The reader will forgive this roundabout introduction to the two beautiful reminiscences of which this paper is the subject, for these are both among the class of events described at the beginning as less famous, but more attractive because more peculiar.

One of them is of a private and purely personal nature, the other of a public sort, but rarer than reminiscences of Rome usually are.

There is a village about twenty miles from Rome, and two beyond Albano, the name of which is Genzano, and belongs, I believe, to the Chigi family, as does Laricia with its wild woods of chestnuts. It is an ordinary hamlet, with its church standing on a height to which two side straggling streets lead up, and the front of which is pretty well hidden by the block of irregular houses that divide the road-ways. For many generations this village had been famous for its Corpus Christi procession, and the peculiar way in which the procession's track was more carpeted than strewn with flowers. Strangers used to flock to see the floral festival, and Hans Andersen, in his Improvisatore, once gave the most vivid and picturesque account of it. Perhaps every one has not read this description, and few in this country at least have seen the procession. In 1848, the custom was discontinued, owing to the unsettled state of the country, and the tendency of the Carbonari to make disturbances at any popular gathering or demonstration, especially of a religious kind. In 1864, things being somewhat more stable under the protection of French troops and the promise of non-intervention on the part of the King of Italy, the festival of the Infiorata, as it is called, was again announced, and all Rome hurried to see it.

It took place in the evening. No description can do it justice, especially as its beauty was enhanced by that most hopelessly indescribable of circumstances—the loveliness of a southern summer's day. Albano looked from its puny heights over the wide plain that stretches to Ostia and the sea, covered with dusky gray-green olive-yards; the blue hills, where the chestnuts grow and overshadow the ruddy wealth of wild mountain strawberries beneath, rose like cupolas in the evening sky, that was alive with summer lightnings; the bright red and blue costumes of the peasant women, with their little tents of spotless linen squarely poised upon their heads, and their massive chains of gold and coral vying with their wonderful sword-shaped hair-pins for quaintness and for richness, stood out in picturesque relief against the dark background of the common-looking dwellings; through the bustle and clatter of an Italian crowd, there could yet be discerned the hush and stillness so familiar to our Northern hearts, so congenial to our idea of Sabbaths and church festivals; the noise seemed a distant hum, the whole scene a vision; and over it all, the spirit of faith that made it what it was, not a mere idle show to awake idle people, but a living gathering of living and believing souls, offering nature's purest gifts in their virgin integrity to the God of love, to Gesù Sacramentato, as the Italians so ingeniously and touchingly say.

---

Job 1
Answer these questions from the passage on the Genzano flower festival:
(a) About how far from Rome is Genzano?
(b) In what year was the custom of the festival discontinued?
(c) At what time of day did the festival take place?

---

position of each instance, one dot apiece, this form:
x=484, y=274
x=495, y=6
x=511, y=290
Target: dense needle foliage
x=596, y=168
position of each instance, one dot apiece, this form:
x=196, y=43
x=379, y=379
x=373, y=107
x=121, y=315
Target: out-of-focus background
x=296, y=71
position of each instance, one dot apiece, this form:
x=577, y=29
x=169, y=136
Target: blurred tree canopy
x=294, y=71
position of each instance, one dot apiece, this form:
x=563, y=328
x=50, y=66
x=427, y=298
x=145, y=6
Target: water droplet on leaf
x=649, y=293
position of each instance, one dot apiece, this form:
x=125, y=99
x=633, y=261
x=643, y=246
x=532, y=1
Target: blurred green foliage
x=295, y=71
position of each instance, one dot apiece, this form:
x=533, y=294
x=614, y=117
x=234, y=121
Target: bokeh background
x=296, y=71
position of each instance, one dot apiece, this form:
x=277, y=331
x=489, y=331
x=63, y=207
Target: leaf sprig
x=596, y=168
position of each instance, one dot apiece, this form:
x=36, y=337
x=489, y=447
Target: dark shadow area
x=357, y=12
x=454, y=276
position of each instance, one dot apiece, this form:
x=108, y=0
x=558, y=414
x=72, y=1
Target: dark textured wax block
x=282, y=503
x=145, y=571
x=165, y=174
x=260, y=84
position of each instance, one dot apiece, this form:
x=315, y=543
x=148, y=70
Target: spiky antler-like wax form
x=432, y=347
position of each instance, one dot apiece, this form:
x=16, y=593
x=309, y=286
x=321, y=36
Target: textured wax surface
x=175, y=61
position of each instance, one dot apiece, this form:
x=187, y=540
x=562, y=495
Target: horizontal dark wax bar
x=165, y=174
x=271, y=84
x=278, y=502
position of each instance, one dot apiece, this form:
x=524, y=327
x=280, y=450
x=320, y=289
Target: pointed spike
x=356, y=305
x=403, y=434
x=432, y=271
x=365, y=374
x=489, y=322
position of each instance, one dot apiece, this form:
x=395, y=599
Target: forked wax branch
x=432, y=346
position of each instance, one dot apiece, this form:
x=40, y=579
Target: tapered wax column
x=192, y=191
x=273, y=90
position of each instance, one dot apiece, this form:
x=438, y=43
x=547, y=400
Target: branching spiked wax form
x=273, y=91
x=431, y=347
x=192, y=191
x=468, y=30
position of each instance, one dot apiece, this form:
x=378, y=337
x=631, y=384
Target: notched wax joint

---

Job 2
Convert the records into a numbered list, beginning with their first line and ending after the line that contains "x=294, y=71". Leave out any blank lines.

Full solution 1
(a) About twenty miles.
(b) 1848.
(c) In the evening.

Full solution 2
1. position of each instance, one dot apiece, this form:
2. x=484, y=274
3. x=495, y=6
4. x=511, y=290
5. Target: dense needle foliage
6. x=596, y=168
7. position of each instance, one dot apiece, this form:
8. x=196, y=43
9. x=379, y=379
10. x=373, y=107
11. x=121, y=315
12. Target: out-of-focus background
13. x=296, y=71
14. position of each instance, one dot apiece, this form:
15. x=577, y=29
16. x=169, y=136
17. Target: blurred tree canopy
18. x=294, y=71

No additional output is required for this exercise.